### Exercise task
Copy the entries below verbatim, starting at the line that contains "Pinpoint blue sky" and continuing through the last line of the entries, including both.

------------------------------------------------

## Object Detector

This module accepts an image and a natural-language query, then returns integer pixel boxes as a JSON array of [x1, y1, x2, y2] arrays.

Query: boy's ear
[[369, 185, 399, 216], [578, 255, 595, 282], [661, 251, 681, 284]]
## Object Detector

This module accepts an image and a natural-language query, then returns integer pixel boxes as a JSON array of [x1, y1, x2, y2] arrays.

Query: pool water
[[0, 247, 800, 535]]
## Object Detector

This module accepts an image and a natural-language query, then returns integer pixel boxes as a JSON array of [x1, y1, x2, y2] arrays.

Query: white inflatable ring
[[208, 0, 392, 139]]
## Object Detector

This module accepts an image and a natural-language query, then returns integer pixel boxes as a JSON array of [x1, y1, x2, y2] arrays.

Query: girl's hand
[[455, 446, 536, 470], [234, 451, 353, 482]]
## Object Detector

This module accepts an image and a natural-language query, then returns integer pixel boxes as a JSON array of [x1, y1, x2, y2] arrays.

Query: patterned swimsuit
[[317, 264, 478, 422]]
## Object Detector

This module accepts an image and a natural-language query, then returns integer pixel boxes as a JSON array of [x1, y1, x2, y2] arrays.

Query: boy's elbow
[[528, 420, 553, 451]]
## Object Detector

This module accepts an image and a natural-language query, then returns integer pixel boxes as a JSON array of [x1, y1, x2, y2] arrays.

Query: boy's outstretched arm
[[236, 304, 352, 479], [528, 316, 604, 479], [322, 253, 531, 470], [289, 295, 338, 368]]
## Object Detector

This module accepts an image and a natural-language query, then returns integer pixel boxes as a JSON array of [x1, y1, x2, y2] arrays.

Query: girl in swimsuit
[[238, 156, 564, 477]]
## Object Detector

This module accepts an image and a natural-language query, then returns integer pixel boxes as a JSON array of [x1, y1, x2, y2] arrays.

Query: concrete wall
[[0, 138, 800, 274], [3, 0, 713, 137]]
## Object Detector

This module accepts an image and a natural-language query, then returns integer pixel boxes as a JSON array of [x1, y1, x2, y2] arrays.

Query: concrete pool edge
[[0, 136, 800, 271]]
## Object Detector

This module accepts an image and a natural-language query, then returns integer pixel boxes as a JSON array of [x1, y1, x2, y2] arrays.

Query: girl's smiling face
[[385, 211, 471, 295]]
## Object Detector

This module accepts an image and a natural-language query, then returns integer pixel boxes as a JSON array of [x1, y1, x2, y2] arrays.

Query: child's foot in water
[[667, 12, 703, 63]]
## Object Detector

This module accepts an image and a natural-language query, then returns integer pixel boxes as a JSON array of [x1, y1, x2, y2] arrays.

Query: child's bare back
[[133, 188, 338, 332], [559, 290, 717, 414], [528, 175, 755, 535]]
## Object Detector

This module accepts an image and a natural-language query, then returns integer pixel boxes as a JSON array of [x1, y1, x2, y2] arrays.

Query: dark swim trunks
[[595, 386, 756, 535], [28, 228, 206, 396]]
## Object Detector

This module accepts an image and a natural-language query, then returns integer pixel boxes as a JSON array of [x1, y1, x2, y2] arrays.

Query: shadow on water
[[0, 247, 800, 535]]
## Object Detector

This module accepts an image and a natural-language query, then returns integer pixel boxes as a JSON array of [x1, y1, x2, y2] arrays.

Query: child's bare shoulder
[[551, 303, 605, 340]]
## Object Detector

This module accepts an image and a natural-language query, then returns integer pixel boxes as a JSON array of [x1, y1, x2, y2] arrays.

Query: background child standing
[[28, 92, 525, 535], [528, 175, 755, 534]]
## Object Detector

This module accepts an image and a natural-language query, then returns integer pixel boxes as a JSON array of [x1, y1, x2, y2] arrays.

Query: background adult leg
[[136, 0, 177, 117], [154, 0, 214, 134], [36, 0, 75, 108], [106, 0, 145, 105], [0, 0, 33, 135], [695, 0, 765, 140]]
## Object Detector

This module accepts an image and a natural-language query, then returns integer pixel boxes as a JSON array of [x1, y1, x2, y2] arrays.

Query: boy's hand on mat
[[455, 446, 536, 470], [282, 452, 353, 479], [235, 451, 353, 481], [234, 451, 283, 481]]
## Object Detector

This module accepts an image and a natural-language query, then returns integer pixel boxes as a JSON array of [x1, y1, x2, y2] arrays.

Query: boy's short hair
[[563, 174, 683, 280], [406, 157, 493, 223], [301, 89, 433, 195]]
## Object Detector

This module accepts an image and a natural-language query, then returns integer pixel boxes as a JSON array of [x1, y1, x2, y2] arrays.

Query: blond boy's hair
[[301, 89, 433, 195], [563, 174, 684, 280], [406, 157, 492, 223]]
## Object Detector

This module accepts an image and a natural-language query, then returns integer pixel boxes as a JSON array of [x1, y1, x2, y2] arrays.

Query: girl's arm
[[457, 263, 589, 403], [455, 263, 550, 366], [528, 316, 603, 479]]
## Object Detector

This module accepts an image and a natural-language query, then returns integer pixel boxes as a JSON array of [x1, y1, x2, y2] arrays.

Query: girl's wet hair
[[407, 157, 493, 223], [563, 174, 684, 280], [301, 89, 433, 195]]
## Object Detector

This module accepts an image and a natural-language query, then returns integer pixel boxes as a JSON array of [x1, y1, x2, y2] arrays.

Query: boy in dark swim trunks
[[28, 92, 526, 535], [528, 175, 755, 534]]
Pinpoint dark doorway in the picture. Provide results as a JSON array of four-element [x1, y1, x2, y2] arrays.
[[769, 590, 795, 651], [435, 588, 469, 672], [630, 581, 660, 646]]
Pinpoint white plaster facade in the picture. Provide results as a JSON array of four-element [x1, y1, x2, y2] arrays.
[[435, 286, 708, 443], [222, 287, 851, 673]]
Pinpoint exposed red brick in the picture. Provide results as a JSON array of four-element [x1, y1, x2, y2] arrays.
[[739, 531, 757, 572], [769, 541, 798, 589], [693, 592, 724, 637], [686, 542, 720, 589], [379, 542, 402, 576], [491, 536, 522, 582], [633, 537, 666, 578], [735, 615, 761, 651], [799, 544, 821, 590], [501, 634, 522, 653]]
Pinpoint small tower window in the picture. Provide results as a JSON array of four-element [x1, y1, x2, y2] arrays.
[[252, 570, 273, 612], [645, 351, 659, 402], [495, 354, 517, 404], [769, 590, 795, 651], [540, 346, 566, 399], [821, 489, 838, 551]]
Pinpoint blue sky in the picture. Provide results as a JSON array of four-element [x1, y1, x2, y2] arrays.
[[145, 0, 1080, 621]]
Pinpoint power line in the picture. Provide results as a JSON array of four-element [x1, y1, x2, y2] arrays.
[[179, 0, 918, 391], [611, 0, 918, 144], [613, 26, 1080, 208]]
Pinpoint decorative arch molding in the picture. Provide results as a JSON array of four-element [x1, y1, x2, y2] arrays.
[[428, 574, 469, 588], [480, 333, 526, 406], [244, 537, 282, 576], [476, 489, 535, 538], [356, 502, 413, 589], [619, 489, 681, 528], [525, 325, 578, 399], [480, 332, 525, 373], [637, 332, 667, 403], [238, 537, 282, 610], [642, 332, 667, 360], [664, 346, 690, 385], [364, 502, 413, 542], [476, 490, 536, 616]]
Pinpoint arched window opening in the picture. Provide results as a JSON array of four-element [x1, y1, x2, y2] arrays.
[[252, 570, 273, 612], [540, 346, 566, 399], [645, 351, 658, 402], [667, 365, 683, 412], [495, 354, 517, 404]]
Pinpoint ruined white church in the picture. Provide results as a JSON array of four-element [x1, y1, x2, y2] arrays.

------------------------------------------------

### Answer to the task
Pinpoint blue sky in the picture. Provide results as a JSON array of four-element [x1, y1, x2, y2] arrays.
[[145, 0, 1080, 621]]
Pinpoint power line in the picture. Provide results as a JSON array of four-element [x1, y1, x2, y2] arrays.
[[179, 0, 918, 391], [611, 0, 918, 144], [613, 26, 1080, 208]]
Pinpoint decorative arch molding in the picture. Provide results as a JSON array of four-element [x1, y1, x2, y2] arrays.
[[428, 574, 469, 588], [480, 333, 526, 406], [244, 537, 282, 576], [476, 489, 535, 538], [356, 502, 413, 589], [619, 489, 681, 528], [525, 325, 578, 399], [480, 332, 525, 373], [637, 332, 667, 403], [238, 537, 282, 610], [642, 332, 667, 360], [664, 346, 690, 385], [364, 502, 413, 542], [476, 490, 536, 616]]
Pinpoint arched window opening in the picture. Provide results as a JSON array of four-element [x1, y1, x2, y2] arrays.
[[252, 570, 273, 612], [540, 346, 566, 399], [645, 351, 658, 402], [667, 365, 683, 412], [495, 354, 517, 404]]
Pinpoint ruined white church in the picture. Provide results as a JSON array of four-element [x1, y1, x2, y2] arrays.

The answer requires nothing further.